[Shape boundary entries]
## BEGIN

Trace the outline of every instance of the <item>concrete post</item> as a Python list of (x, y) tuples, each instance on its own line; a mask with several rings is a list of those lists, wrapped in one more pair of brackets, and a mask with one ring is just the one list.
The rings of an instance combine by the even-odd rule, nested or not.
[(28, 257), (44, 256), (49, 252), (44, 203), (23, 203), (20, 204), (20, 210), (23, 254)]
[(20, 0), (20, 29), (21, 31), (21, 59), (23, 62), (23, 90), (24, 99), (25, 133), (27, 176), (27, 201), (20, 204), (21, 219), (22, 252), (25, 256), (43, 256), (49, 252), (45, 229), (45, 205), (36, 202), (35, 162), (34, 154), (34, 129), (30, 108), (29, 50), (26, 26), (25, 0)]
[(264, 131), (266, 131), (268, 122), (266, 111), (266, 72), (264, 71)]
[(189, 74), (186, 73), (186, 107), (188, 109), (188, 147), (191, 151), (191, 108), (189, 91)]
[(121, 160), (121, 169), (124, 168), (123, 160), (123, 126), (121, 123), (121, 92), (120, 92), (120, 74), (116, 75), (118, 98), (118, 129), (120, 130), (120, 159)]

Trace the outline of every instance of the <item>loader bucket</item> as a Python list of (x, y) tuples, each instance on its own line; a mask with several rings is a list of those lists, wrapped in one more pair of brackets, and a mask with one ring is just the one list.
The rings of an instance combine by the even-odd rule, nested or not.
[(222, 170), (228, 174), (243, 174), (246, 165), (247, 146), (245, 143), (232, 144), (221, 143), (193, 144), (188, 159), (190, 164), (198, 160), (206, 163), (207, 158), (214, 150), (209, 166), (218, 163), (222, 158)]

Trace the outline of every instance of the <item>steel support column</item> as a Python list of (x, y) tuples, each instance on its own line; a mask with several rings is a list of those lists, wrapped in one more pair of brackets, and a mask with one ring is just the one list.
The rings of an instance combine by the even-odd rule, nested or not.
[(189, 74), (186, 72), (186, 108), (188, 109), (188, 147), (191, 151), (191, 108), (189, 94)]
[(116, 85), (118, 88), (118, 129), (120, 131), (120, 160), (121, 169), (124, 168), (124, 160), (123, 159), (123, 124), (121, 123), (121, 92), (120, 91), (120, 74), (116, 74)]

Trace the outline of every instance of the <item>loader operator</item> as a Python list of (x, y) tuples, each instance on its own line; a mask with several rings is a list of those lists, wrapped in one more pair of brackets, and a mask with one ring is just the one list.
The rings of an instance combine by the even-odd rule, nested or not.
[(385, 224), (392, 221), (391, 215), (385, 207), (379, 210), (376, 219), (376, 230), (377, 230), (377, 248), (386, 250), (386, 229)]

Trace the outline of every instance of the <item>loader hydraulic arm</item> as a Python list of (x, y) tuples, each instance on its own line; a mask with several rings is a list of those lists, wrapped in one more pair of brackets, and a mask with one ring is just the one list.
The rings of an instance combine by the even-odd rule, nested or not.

## END

Please output the records starting with the line that contains "Trace the outline of every instance of the <item>steel" and going on through the line that contains "74), (116, 74)]" as a two-column CSV with the columns instruction and polygons, one row per record. Put each value in a single quoted field and replace line breaks with spaces.

Correct output:
instruction,polygons
"Trace the outline of every instance of the <item>steel support column</item> as a Python list of (x, y) tuples, each instance on its own line; a mask with several rings is a list of those lists, wrapped in one more pair of brackets, and a mask with one ring is just the one list. The rings of an instance combine by the even-odd rule, nested or not.","[(189, 74), (186, 72), (186, 108), (188, 109), (188, 147), (191, 151), (191, 108), (189, 94)] [(116, 85), (118, 88), (118, 129), (120, 131), (120, 160), (121, 169), (124, 168), (124, 160), (123, 159), (123, 124), (121, 123), (121, 92), (120, 91), (120, 74), (116, 74)]"